= Sir Dennis Boles, 1st Baronet =

British politician (1861–1935)

Boles in 1919.

Sir Dennis Fortescue Boles, 1st Baronet CBE, DL (6 September 1861 – 26 July 1935) was a British Conservative politician.

== Biography ==
Boles was the son of Reverend James Thomas Boles of Ryll Court, Exmouth, Devon. He was educated at Bradfield College and Exeter College, Oxford. Sir Dennis entered Parliament in 1911, upon the elevation to the peerage of Lord St Audries, was returned to Parliament for Wellington, Somerset, in 1911, a seat he held until 1918, and then sat for Taunton from 1918 to 1921. Apart from his political career, Boles was also Lieutenant-Colonel commanding the 3rd (Special Reserve) Battalion, Devonshire Regiment, from 1910, a Justice of the Peace and Deputy Lieutenant of Somerset and for 1923 the High Sheriff of Somerset. He was made a CBE in 1919 and in 1922 he has created a baronet, of Bishop's Lydeard in the County of Somerset.

Boles married Beatrice, daughter of John Lysaght, in 1894. He died in July 1935, aged 74, and was succeeded in the baronetcy by his second but eldest surviving son Gerald. His eldest son, 2nd Lt. Hastings Fortescue Boles, was killed in action in France on 24 May 1915 while serving with the Royal Flying Corps. Lady Boles died in 1939.

#### [Extracted material]
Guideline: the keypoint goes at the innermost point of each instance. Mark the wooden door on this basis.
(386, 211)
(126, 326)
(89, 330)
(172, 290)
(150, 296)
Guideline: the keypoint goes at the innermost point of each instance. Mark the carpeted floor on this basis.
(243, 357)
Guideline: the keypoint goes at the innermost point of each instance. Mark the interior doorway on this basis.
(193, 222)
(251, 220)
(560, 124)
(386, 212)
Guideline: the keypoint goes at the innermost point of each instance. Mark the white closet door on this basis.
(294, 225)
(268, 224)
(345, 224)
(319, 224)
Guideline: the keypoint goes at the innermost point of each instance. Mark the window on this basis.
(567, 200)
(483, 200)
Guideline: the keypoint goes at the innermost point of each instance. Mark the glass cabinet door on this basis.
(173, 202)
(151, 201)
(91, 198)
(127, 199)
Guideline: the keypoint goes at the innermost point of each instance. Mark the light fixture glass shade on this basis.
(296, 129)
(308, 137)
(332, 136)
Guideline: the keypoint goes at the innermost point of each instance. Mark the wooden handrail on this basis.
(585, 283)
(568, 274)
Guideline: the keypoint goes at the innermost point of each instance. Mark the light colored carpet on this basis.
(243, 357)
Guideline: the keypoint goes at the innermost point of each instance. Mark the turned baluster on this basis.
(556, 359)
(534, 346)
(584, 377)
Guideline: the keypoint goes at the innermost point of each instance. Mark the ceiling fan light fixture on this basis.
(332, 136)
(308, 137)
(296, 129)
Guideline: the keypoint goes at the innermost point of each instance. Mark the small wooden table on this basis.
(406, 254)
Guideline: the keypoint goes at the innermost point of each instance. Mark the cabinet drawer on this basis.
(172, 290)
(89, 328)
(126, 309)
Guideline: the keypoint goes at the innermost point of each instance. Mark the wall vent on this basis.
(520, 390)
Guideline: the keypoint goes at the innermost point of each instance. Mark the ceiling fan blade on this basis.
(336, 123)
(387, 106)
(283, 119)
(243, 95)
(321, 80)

#### [Task to complete]
Write the next part of the article on Sir Dennis Boles, beginning right after its final sentence.

#### [Answer to the exercise]
Sir Dennis was also a cricketer, and did much to popularise the Exmouth Club. He was a former president of Somerset County Cricket Club. During two and a half years of the Great War he commanded his Special Reserve battalion of the Devonshire Regiment training thousands of reinforcements for the regiment, from which he retired in February 1917 after 32 years of service. His total command was seven years, and on his retirement he was specially mentioned by the Secretary at War for his valuable services.

Sir Dennis founded two private hunting packs, which were for some years run entirely at his own expense. In 1931, he resigned the Mastership of the Quantock Staghounds, but continued as popular leader of the West Somerset Hunt, where he completed 31 years' Mastership — a record.

Up to his death Sir Dennis was president of Taunton Division Conservative Association, and in August 1917 succeeded Lord St. Audries as president of the West Somerset Farmers' Club. He was High Sheriff of Somerset in 1923. Sir Dennis was a supporter of the Taunton and Somerset Hospital, of which he was a life-governor, and he had been president on two occasions. He was also president of Taunton Motor Club, Assistant County Commissioner for the Boy Scouts and Chairman of the Bishops Lydeard Bank.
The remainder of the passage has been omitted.